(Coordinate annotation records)
□ □ □
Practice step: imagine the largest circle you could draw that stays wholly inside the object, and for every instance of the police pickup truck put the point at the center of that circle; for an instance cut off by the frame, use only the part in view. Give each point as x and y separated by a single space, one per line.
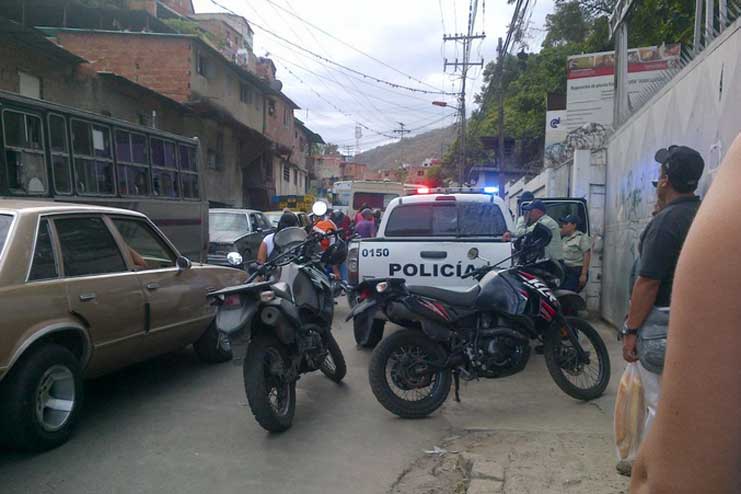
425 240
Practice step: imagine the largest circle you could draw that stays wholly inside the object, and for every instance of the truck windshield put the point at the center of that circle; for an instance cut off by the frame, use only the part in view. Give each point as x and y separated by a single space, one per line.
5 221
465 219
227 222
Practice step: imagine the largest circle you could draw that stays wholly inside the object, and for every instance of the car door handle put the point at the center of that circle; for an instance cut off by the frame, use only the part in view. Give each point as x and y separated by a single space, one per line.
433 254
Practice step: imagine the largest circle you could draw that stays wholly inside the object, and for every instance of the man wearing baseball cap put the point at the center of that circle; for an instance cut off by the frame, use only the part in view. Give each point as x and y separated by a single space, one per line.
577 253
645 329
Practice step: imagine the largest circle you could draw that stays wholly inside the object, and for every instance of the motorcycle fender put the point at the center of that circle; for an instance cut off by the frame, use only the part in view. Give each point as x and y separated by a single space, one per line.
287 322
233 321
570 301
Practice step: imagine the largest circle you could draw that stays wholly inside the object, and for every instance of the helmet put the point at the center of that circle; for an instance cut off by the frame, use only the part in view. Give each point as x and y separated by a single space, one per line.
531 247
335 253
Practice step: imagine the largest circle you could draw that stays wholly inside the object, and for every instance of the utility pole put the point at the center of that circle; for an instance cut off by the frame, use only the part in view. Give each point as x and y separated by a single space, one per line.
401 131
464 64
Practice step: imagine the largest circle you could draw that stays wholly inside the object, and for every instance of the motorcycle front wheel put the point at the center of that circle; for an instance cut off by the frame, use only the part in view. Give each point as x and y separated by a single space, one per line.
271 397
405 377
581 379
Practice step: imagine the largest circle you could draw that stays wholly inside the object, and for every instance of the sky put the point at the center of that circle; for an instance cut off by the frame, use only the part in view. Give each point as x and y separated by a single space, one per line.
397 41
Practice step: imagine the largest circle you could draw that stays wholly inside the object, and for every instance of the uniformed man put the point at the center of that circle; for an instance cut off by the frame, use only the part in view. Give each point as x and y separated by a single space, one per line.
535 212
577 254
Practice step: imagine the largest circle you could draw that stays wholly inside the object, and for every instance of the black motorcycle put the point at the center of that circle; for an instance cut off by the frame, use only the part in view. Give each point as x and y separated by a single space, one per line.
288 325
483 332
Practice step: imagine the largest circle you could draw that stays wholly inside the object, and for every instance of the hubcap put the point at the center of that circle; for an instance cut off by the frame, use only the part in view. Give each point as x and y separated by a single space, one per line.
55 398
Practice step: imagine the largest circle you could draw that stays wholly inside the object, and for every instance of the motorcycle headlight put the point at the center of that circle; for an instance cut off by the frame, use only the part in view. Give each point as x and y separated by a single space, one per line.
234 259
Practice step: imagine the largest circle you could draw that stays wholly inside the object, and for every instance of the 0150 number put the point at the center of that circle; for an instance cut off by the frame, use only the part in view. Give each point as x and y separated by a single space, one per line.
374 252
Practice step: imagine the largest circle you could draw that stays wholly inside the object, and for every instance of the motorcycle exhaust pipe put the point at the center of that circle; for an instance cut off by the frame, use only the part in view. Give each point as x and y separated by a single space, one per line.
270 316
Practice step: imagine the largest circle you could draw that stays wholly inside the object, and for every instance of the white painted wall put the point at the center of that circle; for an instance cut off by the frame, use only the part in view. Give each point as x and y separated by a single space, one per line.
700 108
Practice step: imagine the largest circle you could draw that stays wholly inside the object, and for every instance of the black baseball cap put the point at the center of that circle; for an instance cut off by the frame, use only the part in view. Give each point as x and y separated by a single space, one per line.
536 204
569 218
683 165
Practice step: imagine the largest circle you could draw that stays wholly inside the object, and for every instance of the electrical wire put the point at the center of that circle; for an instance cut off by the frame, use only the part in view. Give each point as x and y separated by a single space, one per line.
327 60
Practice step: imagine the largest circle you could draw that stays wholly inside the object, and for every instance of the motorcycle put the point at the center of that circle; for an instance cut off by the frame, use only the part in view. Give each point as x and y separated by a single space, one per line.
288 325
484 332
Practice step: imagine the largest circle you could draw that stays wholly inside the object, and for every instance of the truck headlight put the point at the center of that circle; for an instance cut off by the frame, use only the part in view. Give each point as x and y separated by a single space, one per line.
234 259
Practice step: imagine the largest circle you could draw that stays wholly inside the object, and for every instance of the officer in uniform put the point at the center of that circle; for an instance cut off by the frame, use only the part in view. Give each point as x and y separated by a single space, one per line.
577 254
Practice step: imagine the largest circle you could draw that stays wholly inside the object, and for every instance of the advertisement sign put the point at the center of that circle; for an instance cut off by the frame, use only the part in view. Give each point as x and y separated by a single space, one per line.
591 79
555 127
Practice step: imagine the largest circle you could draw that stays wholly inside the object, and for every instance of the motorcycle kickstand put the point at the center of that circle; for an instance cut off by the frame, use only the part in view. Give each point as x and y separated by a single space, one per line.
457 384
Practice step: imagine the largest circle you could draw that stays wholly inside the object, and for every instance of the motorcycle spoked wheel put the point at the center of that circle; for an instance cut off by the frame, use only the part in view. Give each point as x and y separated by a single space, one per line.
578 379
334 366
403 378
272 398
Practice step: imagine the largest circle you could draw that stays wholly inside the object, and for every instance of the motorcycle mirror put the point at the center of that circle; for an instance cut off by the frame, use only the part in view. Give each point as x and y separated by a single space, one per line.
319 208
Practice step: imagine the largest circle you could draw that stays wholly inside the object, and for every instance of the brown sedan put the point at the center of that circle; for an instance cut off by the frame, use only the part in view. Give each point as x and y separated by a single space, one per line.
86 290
□ □ □
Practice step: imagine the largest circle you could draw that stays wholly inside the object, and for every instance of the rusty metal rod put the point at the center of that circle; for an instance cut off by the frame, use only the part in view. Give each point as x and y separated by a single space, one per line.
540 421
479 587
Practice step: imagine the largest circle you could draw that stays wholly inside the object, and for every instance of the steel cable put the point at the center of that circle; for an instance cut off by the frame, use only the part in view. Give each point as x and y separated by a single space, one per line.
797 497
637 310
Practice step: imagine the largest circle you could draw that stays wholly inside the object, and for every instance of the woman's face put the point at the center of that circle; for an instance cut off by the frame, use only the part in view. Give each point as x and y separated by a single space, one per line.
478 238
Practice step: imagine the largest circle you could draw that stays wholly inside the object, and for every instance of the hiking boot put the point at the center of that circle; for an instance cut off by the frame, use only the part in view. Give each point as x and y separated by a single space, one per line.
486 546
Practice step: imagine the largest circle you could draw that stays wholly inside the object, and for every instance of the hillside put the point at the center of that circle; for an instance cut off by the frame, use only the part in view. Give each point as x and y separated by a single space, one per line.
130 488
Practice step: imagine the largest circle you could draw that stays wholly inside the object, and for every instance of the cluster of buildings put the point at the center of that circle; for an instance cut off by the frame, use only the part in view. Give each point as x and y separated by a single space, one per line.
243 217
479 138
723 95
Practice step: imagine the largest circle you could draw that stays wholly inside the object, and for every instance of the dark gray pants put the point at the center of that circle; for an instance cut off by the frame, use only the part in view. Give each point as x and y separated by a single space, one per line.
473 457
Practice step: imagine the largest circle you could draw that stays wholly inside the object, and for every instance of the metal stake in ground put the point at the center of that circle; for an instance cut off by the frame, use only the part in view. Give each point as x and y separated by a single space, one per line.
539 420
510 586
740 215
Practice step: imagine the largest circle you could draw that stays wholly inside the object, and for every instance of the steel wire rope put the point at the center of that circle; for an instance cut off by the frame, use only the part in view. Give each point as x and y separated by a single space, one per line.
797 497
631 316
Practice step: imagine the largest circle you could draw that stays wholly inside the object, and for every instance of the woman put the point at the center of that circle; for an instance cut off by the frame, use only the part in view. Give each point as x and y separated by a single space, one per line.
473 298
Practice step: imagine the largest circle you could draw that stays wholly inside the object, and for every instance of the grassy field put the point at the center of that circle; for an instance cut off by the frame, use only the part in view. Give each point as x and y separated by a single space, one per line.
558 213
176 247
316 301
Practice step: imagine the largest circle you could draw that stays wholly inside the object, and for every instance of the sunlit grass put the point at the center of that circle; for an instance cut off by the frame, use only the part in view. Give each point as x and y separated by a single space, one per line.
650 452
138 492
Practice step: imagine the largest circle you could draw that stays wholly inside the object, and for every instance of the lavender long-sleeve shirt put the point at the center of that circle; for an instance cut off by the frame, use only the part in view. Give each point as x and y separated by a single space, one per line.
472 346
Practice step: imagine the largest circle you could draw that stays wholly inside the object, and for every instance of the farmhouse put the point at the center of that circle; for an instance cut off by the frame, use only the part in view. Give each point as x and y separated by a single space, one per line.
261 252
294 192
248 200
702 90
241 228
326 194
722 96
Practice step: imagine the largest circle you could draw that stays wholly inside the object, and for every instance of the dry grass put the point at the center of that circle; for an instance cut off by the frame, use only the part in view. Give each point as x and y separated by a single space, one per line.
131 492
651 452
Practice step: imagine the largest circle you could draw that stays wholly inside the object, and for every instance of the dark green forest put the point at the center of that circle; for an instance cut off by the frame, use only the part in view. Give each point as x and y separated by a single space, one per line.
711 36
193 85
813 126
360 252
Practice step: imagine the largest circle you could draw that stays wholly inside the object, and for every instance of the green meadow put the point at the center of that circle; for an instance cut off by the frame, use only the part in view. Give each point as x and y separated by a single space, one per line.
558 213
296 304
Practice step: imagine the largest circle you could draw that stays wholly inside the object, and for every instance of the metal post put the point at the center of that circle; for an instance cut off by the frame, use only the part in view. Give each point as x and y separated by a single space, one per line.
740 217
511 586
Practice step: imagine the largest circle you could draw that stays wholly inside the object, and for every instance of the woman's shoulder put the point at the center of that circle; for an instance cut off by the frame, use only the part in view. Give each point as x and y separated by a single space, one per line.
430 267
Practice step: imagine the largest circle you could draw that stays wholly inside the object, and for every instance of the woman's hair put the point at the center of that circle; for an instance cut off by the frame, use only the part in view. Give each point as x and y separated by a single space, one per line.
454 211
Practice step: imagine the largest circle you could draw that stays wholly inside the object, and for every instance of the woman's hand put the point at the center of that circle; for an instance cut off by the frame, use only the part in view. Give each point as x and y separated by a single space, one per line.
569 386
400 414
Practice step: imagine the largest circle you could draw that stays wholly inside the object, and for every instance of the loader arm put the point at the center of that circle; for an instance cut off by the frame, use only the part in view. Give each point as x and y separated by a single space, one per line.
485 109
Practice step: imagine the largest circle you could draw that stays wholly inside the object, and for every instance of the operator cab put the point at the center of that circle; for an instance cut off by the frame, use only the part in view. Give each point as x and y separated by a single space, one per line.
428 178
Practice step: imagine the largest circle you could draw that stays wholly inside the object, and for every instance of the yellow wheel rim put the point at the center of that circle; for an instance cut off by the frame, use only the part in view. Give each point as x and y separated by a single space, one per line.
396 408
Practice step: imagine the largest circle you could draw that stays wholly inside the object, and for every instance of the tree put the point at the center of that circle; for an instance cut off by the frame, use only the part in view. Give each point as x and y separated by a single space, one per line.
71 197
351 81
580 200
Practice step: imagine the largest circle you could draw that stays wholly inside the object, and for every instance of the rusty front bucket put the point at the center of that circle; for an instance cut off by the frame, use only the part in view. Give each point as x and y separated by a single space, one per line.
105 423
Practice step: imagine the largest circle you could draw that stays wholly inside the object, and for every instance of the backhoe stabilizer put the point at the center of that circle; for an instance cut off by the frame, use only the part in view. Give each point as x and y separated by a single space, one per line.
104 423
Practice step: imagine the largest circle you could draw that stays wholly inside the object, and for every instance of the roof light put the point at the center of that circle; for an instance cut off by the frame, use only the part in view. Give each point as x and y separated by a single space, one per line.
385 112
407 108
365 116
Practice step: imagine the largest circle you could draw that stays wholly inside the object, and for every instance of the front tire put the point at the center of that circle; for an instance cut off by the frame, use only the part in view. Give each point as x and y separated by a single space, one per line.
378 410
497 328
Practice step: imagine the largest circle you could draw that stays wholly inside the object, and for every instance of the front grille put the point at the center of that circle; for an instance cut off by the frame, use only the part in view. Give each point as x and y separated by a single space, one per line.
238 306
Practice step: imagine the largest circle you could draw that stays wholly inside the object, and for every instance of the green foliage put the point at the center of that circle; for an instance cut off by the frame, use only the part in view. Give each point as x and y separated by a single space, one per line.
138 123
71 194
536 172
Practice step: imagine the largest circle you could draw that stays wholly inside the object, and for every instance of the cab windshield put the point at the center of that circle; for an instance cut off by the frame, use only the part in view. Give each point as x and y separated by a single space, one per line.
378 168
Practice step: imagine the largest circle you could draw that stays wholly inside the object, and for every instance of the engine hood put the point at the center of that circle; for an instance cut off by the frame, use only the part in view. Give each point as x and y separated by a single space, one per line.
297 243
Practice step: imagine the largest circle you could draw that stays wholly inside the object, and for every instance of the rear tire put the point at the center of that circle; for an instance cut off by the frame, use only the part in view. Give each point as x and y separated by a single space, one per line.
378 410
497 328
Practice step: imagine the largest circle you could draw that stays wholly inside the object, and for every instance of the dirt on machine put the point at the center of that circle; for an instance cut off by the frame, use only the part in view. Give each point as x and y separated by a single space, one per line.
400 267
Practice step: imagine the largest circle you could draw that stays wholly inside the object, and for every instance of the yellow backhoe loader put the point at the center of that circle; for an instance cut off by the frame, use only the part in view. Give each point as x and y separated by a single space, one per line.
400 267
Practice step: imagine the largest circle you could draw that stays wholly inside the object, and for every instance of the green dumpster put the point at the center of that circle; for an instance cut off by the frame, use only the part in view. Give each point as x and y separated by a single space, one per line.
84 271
□ □ □
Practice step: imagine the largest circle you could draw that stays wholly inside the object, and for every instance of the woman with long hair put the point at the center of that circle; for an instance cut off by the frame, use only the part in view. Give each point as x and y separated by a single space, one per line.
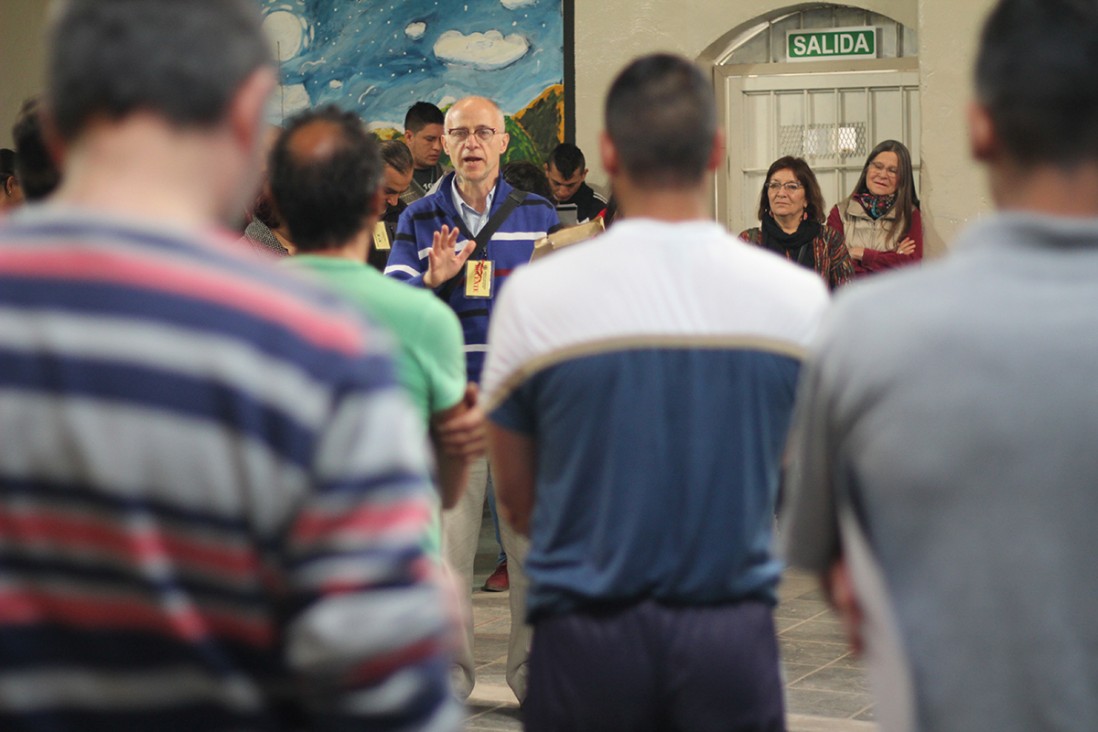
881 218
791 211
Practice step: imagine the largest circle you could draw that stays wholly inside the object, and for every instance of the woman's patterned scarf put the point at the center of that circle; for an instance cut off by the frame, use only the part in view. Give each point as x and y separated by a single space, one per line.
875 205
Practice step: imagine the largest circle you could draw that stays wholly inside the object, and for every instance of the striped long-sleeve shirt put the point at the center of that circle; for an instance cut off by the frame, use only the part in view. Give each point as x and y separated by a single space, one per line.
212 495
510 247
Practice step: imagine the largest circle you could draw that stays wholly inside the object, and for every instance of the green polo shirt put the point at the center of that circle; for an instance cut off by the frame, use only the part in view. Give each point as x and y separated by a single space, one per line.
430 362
□ □ □
- [Exercise task]:
Find every line in the records that contains the word "field" and copy each of those lines out in full.

- [Correct output]:
Practice step: imagine the largest circle you could draw that stays wholly inside the object, and for every instance of the grassy field put the point at the center of that circle; for an instance cut off by the frame, use only the part in view. Give each point as x and y separated by a single space, one per line.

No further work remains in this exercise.